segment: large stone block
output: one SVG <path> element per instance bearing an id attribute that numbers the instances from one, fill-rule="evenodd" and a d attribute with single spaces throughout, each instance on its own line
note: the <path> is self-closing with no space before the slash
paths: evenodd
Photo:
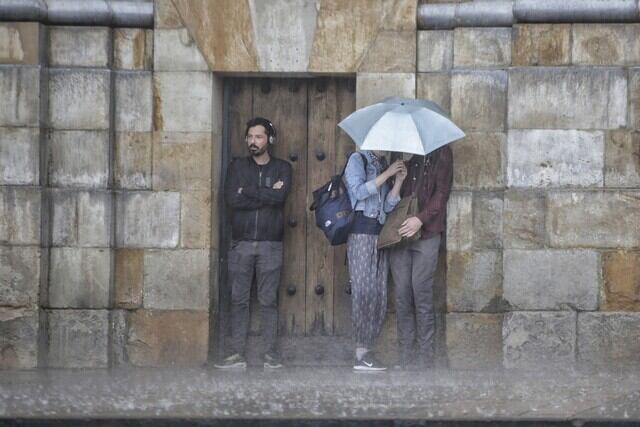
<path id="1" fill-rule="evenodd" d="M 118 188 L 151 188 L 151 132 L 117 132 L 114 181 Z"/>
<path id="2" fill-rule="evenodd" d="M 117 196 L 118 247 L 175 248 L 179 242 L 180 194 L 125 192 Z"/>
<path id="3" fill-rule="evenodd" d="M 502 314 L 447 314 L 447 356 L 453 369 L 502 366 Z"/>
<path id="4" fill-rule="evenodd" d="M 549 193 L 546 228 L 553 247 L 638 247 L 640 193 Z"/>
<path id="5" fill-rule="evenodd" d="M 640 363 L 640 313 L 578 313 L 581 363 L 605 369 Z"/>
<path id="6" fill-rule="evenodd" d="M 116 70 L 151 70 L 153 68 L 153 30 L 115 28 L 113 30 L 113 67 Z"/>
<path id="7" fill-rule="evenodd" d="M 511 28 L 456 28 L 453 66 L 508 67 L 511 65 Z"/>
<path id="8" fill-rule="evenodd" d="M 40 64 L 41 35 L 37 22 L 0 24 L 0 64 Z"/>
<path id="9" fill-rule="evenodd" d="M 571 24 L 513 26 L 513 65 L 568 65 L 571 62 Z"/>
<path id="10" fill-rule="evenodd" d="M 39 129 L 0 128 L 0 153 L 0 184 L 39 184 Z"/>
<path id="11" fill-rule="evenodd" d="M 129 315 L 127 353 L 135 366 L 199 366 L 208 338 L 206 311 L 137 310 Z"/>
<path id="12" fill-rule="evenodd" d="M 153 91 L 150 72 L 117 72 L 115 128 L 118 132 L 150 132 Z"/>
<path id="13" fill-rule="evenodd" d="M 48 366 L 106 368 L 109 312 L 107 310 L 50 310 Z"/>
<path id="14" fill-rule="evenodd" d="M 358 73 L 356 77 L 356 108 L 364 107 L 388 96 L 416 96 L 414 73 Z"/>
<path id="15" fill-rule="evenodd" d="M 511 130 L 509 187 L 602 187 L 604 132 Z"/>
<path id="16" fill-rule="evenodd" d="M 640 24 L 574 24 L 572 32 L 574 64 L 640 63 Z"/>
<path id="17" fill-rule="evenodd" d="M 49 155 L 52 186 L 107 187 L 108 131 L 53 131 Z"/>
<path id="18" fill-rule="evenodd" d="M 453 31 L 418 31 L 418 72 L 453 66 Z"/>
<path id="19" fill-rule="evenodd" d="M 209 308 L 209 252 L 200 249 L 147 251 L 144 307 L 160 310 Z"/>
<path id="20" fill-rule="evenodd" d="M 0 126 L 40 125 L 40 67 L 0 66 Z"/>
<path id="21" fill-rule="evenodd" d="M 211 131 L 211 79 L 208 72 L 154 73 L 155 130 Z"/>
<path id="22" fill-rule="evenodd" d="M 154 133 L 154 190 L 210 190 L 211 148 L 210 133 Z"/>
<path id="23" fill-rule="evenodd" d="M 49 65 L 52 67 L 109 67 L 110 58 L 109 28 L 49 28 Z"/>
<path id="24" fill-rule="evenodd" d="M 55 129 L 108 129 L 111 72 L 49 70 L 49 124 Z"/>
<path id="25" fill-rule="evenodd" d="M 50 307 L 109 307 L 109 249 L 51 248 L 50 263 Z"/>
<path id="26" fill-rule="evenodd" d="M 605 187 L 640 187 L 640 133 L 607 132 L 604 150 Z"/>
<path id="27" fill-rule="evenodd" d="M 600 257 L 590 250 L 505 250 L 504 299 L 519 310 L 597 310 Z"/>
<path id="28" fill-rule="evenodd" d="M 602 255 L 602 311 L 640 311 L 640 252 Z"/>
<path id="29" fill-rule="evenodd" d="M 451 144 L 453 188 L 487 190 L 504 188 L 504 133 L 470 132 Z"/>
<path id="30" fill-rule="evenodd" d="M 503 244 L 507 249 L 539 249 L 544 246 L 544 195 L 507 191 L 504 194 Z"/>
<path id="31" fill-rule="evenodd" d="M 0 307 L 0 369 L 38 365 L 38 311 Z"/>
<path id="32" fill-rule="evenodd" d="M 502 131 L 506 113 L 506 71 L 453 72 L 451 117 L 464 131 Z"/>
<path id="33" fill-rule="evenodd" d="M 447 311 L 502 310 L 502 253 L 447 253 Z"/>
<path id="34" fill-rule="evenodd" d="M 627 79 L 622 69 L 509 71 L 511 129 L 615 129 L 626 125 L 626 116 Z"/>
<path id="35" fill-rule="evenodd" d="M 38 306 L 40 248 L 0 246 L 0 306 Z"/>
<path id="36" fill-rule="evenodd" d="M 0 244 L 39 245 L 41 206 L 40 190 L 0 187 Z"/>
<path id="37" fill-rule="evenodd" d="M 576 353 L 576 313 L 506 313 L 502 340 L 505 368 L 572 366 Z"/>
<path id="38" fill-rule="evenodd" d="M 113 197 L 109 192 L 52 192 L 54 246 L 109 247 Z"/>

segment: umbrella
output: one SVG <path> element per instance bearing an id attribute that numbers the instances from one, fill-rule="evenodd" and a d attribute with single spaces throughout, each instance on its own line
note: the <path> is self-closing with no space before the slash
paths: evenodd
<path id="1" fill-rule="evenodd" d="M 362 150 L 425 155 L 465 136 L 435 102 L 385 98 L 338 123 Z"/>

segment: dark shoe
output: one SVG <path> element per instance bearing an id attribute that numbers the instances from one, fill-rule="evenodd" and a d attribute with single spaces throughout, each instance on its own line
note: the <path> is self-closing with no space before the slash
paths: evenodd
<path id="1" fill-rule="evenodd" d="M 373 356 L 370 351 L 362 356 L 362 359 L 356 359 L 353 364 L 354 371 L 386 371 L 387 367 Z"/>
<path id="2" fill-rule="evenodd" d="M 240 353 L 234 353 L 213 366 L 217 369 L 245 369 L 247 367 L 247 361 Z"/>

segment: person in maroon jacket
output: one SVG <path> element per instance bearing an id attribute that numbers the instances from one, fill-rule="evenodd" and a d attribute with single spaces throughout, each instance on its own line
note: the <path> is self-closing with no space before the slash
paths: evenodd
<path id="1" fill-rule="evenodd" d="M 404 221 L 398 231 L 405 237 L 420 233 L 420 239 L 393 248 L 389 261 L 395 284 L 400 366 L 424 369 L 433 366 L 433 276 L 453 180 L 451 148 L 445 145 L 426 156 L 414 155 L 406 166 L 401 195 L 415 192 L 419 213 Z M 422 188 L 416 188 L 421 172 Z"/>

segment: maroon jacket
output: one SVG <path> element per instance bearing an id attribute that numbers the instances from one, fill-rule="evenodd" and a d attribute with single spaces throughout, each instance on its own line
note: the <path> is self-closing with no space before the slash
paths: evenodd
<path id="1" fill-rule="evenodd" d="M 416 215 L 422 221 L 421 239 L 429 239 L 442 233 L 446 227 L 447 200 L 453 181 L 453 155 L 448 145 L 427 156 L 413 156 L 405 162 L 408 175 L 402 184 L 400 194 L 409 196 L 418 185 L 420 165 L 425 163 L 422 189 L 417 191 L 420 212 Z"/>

## YOUR GOAL
Could you reproduce all of the material above line for line, with no changes, and leave out the pictures?

## FINAL RESULT
segment: large stone block
output: one SVG <path> element per instance bearing an id attribute that numbers the instances from one, fill-rule="evenodd" and a d attribute with single spaces throughout, each instance on its own line
note: the <path> is self-closing with no space before the slash
paths: evenodd
Photo:
<path id="1" fill-rule="evenodd" d="M 118 188 L 151 188 L 151 132 L 117 132 L 114 181 Z"/>
<path id="2" fill-rule="evenodd" d="M 117 196 L 118 247 L 175 248 L 179 242 L 180 194 L 125 192 Z"/>
<path id="3" fill-rule="evenodd" d="M 502 314 L 447 314 L 447 356 L 453 369 L 502 366 Z"/>
<path id="4" fill-rule="evenodd" d="M 549 193 L 546 228 L 553 247 L 638 247 L 640 193 Z"/>
<path id="5" fill-rule="evenodd" d="M 640 363 L 640 313 L 578 313 L 581 363 L 605 369 Z"/>
<path id="6" fill-rule="evenodd" d="M 116 70 L 151 70 L 153 68 L 153 30 L 115 28 L 113 30 L 113 67 Z"/>
<path id="7" fill-rule="evenodd" d="M 511 28 L 456 28 L 453 66 L 508 67 L 511 65 Z"/>
<path id="8" fill-rule="evenodd" d="M 40 64 L 41 35 L 37 22 L 0 24 L 0 64 Z"/>
<path id="9" fill-rule="evenodd" d="M 571 24 L 513 26 L 513 65 L 568 65 L 571 62 Z"/>
<path id="10" fill-rule="evenodd" d="M 39 129 L 0 128 L 0 153 L 0 184 L 39 184 Z"/>
<path id="11" fill-rule="evenodd" d="M 129 315 L 127 353 L 135 366 L 199 366 L 208 338 L 206 311 L 137 310 Z"/>
<path id="12" fill-rule="evenodd" d="M 153 91 L 150 72 L 117 72 L 115 128 L 118 132 L 150 132 Z"/>
<path id="13" fill-rule="evenodd" d="M 48 366 L 106 368 L 109 312 L 107 310 L 50 310 Z"/>
<path id="14" fill-rule="evenodd" d="M 358 73 L 356 77 L 356 108 L 364 107 L 388 96 L 416 96 L 414 73 Z"/>
<path id="15" fill-rule="evenodd" d="M 511 130 L 509 187 L 602 187 L 604 132 Z"/>
<path id="16" fill-rule="evenodd" d="M 640 24 L 574 24 L 572 32 L 574 64 L 640 63 Z"/>
<path id="17" fill-rule="evenodd" d="M 49 155 L 52 186 L 107 187 L 108 131 L 53 131 Z"/>
<path id="18" fill-rule="evenodd" d="M 453 31 L 418 31 L 418 72 L 453 66 Z"/>
<path id="19" fill-rule="evenodd" d="M 209 308 L 209 252 L 200 249 L 147 251 L 144 307 L 160 310 Z"/>
<path id="20" fill-rule="evenodd" d="M 0 126 L 40 125 L 40 67 L 0 66 Z"/>
<path id="21" fill-rule="evenodd" d="M 211 131 L 211 79 L 208 72 L 154 73 L 155 130 Z"/>
<path id="22" fill-rule="evenodd" d="M 154 133 L 154 190 L 210 190 L 211 148 L 210 133 Z"/>
<path id="23" fill-rule="evenodd" d="M 49 65 L 52 67 L 109 67 L 110 58 L 109 28 L 49 28 Z"/>
<path id="24" fill-rule="evenodd" d="M 55 129 L 108 129 L 111 72 L 49 70 L 49 124 Z"/>
<path id="25" fill-rule="evenodd" d="M 50 307 L 109 307 L 109 249 L 51 248 L 50 263 Z"/>
<path id="26" fill-rule="evenodd" d="M 605 187 L 640 187 L 640 133 L 607 132 L 604 150 Z"/>
<path id="27" fill-rule="evenodd" d="M 600 257 L 590 250 L 505 250 L 504 299 L 519 310 L 597 310 Z"/>
<path id="28" fill-rule="evenodd" d="M 602 255 L 602 311 L 640 311 L 640 252 Z"/>
<path id="29" fill-rule="evenodd" d="M 451 144 L 453 188 L 487 190 L 504 188 L 504 133 L 470 132 Z"/>
<path id="30" fill-rule="evenodd" d="M 503 244 L 507 249 L 539 249 L 544 246 L 544 195 L 507 191 L 504 194 Z"/>
<path id="31" fill-rule="evenodd" d="M 0 307 L 0 369 L 38 365 L 38 311 Z"/>
<path id="32" fill-rule="evenodd" d="M 502 131 L 506 113 L 506 71 L 453 72 L 451 117 L 464 131 Z"/>
<path id="33" fill-rule="evenodd" d="M 447 311 L 502 310 L 502 253 L 447 253 Z"/>
<path id="34" fill-rule="evenodd" d="M 627 79 L 622 69 L 509 71 L 511 129 L 615 129 L 626 125 L 626 116 Z"/>
<path id="35" fill-rule="evenodd" d="M 38 306 L 40 248 L 0 246 L 0 306 Z"/>
<path id="36" fill-rule="evenodd" d="M 0 244 L 39 245 L 41 206 L 40 190 L 0 187 Z"/>
<path id="37" fill-rule="evenodd" d="M 576 353 L 576 313 L 506 313 L 502 340 L 505 368 L 572 366 Z"/>
<path id="38" fill-rule="evenodd" d="M 113 197 L 109 192 L 52 192 L 54 246 L 109 247 Z"/>

segment: umbrella
output: one SVG <path> element per instance bearing an id attribute that numbers the instances from one, fill-rule="evenodd" and a d attribute with single spaces throughout, each instance on its own line
note: the <path> is self-closing with no space before the slash
paths: evenodd
<path id="1" fill-rule="evenodd" d="M 362 150 L 425 155 L 465 136 L 435 102 L 385 98 L 338 123 Z"/>

segment: dark shoe
output: one SVG <path> element per instance bearing an id attribute that numbers the instances from one, fill-rule="evenodd" and a d attribute with single spaces throughout, each instance on its own line
note: the <path> is self-closing with no space before the slash
paths: evenodd
<path id="1" fill-rule="evenodd" d="M 373 356 L 370 351 L 362 356 L 362 359 L 356 359 L 353 364 L 354 371 L 386 371 L 387 367 Z"/>
<path id="2" fill-rule="evenodd" d="M 240 353 L 234 353 L 213 366 L 217 369 L 245 369 L 247 367 L 247 361 Z"/>

segment: person in maroon jacket
output: one SVG <path> element per instance bearing an id attribute that numbers the instances from one, fill-rule="evenodd" and a d attribute with single spaces throughout, each instance on its own line
note: the <path> is self-closing with no space before the slash
paths: evenodd
<path id="1" fill-rule="evenodd" d="M 404 221 L 398 231 L 405 237 L 420 233 L 420 239 L 393 248 L 389 261 L 395 284 L 400 366 L 424 369 L 433 366 L 433 276 L 453 180 L 451 148 L 445 145 L 426 156 L 414 155 L 406 166 L 401 195 L 415 192 L 419 213 Z M 422 188 L 416 188 L 421 172 Z"/>

segment: maroon jacket
output: one SVG <path> element per instance bearing an id attribute that numbers the instances from one, fill-rule="evenodd" and a d attribute with single spaces throughout, each instance on its own line
note: the <path> is self-closing with no space before the slash
paths: evenodd
<path id="1" fill-rule="evenodd" d="M 416 215 L 422 221 L 421 239 L 429 239 L 442 233 L 446 227 L 447 200 L 453 181 L 453 155 L 448 145 L 427 156 L 413 156 L 405 162 L 408 175 L 402 184 L 400 194 L 409 196 L 418 185 L 420 165 L 425 163 L 422 189 L 417 191 L 420 212 Z"/>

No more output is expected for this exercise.